A "believer" will assert that his biases are in fact the truth but then, racial purity is achieved by marrying one's cousin, which is the same thing and has the same intellectual result. Nature rewards those who increase entropy, exalt every valley and lower every mountain, and this is why both science and the Gospel are both without bounds and demand great personal discipline in order to maintain purity of thought. So yes, on one hand all is in, whereas on the other, all is out. It takes some mental juggling to sort what goes in which hand, but the result is a kind of global refinement that's worth all the trouble.

The Gospel of Jesus Christ is of course intimately involved with the Jews, or more broadly, the Israelites, or even broader, the Hebrews, and these peoples are often regarded as seeking racial and religious purity, but only by folks who are as uninformed (or insidious) as those who push the supposition that Christianity is the rightful heir to the gospel. It's simply not true, as the following paragraphs will tell.

When in the 6th century BCE the Persian emperor funded the restoration of Jerusalem's temple it was briefly financially beneficial to be a Jew, which is how many an imposter lined up to be considered and the genuine Jews were compelled to check people's backgrounds (Ezra 2:62). In most other times, Jews were on the receiving end of the stick and were forced to assume cultural rigor in order to preserve a collective identity. But never had there been any kind of exclusive elitism among Jews. The idea that some chosen people — the good guys, the guys who subscribe to the one and only true statement of faith — go to heaven and the rest will burn in hell, is typically Christian and ultimately pagan (specifically Roman and most recently National Socialistic). It was never Jewish and is certainly not a part of the Gospel of Jesus Christ.

Neither the Gospel nor science has anything to do with joining the right gang or believing the right stuff, and everything with surviving in a world that operates through invisible (Hebrews 11:1), immutable (Isaiah 14:27), but thoroughly knowable rules (Psalm 119:33) that have neither mercy (Ezekiel 5:11) nor preference (Romans 2:11) and will surely get their way lest the whole universe collapses (Matthew 5:18).

● ● ● ● ●

* _Questions on the material_:
a) Answer these questions from the passage on the Gospel and purity:
(i) Whom does nature reward?
(ii) Who funded the restoration of Jerusalem's temple in the 6th century BCE?
(iii) Which verse is cited for the rules having no preference?
b) Rewrite the part of the passage on the Gospel and purity that opens with "When in the" and closes with "of Jesus Christ.", replacing "stick" with "rod".

* _Image point grounding data_:

● ● ● ● ●

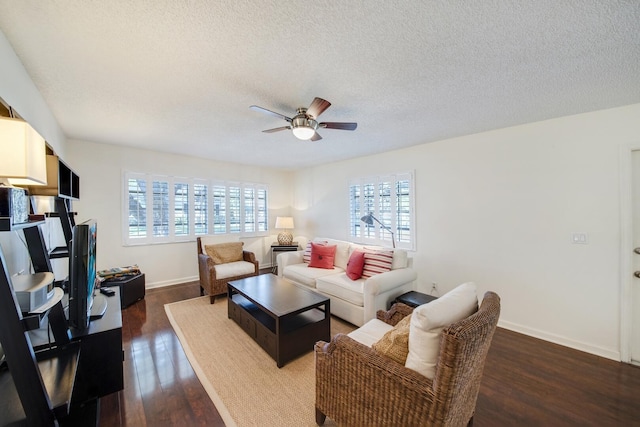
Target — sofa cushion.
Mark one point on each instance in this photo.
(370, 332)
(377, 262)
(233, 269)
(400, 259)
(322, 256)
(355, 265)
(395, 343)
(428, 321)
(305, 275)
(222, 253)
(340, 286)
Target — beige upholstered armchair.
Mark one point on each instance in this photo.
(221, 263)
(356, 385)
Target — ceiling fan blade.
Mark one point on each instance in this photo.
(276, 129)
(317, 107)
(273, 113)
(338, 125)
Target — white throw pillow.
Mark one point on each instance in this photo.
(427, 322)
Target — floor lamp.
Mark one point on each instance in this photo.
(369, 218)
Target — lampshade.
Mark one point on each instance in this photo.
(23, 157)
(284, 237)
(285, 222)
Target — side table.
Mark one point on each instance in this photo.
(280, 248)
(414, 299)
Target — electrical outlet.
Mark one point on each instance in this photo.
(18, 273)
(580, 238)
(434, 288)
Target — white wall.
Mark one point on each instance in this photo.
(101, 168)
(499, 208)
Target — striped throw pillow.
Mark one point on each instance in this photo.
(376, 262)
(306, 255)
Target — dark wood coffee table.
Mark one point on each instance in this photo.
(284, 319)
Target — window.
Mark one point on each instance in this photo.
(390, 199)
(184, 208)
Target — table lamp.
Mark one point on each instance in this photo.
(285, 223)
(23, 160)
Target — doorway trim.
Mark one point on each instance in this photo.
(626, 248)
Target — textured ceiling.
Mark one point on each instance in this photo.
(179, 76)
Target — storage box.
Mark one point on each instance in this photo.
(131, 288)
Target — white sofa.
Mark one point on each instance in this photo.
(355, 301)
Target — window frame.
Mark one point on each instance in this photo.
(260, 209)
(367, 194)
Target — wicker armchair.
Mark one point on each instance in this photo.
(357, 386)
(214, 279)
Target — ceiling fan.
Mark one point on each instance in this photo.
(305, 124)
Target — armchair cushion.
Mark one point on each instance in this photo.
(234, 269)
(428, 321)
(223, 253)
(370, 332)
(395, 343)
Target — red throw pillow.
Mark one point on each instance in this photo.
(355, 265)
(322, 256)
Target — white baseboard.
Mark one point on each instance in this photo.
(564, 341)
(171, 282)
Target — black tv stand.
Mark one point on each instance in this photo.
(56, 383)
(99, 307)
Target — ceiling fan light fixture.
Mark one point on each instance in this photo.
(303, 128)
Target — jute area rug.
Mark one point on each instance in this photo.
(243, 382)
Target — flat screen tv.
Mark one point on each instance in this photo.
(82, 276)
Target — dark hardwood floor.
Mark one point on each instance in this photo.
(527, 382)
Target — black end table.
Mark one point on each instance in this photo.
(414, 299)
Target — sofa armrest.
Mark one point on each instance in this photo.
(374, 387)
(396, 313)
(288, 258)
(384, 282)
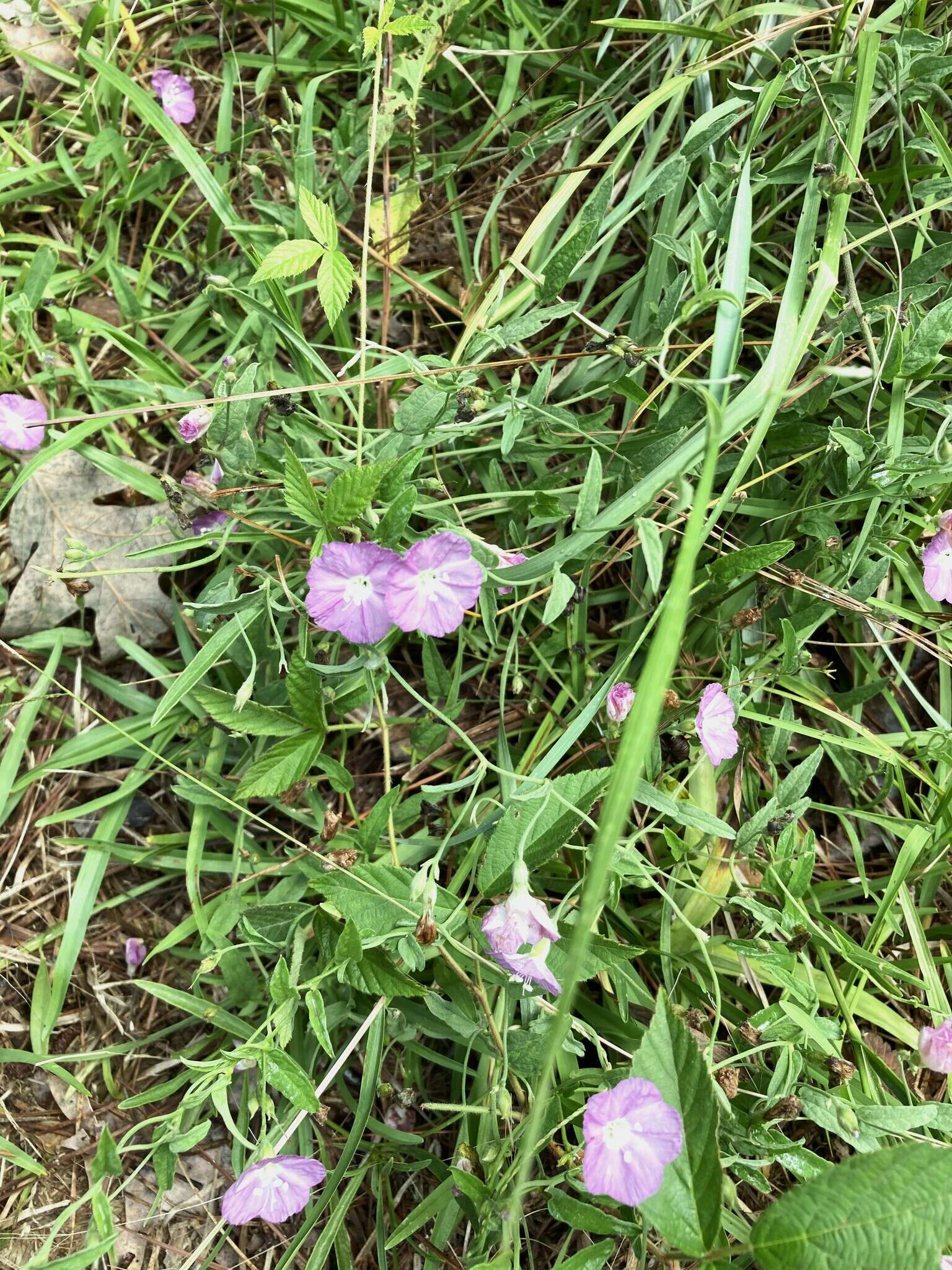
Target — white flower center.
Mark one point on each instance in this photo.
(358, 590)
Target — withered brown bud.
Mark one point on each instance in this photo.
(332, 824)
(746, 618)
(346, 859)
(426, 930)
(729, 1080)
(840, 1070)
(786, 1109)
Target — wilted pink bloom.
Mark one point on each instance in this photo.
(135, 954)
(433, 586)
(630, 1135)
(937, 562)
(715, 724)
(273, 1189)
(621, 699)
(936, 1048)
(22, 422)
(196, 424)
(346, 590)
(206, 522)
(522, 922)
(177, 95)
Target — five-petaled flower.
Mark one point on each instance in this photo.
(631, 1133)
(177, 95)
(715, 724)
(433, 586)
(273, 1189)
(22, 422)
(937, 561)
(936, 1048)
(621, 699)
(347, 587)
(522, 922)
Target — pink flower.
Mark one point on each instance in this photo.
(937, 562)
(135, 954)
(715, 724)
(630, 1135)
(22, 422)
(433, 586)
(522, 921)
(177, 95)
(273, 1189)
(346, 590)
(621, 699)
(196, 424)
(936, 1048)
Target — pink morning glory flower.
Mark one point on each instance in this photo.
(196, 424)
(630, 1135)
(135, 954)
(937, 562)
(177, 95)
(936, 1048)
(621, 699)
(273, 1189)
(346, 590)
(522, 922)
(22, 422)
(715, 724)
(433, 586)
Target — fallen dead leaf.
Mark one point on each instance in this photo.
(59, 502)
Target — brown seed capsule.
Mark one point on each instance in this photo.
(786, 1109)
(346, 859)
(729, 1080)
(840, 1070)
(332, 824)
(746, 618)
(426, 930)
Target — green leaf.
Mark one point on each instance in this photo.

● ● ● ● ●

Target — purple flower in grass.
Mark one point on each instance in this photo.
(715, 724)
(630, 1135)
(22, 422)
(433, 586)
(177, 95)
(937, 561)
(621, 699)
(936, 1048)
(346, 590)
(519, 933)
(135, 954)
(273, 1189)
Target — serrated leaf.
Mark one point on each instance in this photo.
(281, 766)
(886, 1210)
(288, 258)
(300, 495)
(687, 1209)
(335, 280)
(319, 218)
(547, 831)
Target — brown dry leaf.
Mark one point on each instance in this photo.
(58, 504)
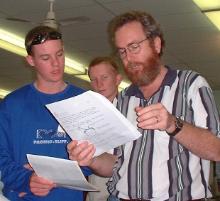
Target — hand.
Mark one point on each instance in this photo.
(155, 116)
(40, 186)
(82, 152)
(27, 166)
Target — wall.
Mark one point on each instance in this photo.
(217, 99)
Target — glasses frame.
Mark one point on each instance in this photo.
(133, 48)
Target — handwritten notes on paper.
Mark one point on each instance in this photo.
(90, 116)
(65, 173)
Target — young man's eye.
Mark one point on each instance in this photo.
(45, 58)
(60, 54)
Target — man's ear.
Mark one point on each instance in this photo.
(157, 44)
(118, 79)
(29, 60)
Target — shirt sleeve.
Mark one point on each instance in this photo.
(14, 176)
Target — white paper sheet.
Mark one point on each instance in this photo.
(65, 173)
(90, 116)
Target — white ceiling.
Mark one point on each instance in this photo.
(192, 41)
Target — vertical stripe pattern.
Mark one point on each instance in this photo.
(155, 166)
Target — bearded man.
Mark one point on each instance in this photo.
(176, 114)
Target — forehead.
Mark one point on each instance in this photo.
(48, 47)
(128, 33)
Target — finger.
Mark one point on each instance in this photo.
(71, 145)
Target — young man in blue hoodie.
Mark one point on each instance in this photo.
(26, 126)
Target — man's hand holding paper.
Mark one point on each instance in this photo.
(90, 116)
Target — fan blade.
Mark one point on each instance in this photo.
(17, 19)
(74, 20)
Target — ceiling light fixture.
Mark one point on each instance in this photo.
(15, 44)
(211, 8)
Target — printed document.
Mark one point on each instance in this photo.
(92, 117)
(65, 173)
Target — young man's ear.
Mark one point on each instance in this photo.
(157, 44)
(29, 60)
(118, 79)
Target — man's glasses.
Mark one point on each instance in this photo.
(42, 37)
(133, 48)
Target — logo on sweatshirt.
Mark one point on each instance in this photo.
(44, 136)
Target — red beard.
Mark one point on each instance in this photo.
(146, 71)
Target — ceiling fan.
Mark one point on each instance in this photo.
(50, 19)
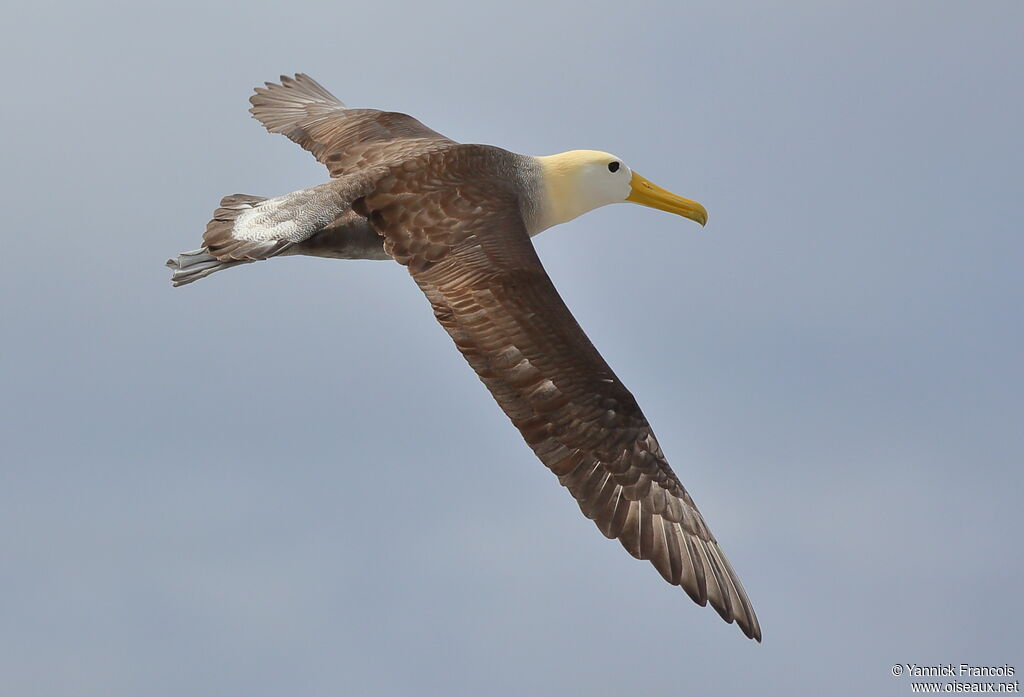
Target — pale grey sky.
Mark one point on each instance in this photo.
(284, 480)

● ● ● ● ●

* _Your responses_:
a)
(i) Those who increase entropy, exalt every valley and lower every mountain.
(ii) The Persian emperor.
(iii) Romans 2:11.

b)
When in the 6th century BCE the Persian emperor funded the restoration of Jerusalem's temple it was briefly financially beneficial to be a Jew, which is how many an imposter lined up to be considered and the genuine Jews were compelled to check people's backgrounds (Ezra 2:62). In most other times, Jews were on the receiving end of the rod and were forced to assume cultural rigor in order to preserve a collective identity. But never had there been any kind of exclusive elitism among Jews. The idea that some chosen people — the good guys, the guys who subscribe to the one and only true statement of faith — go to heaven and the rest will burn in hell, is typically Christian and ultimately pagan (specifically Roman and most recently National Socialistic). It was never Jewish and is certainly not a part of the Gospel of Jesus Christ.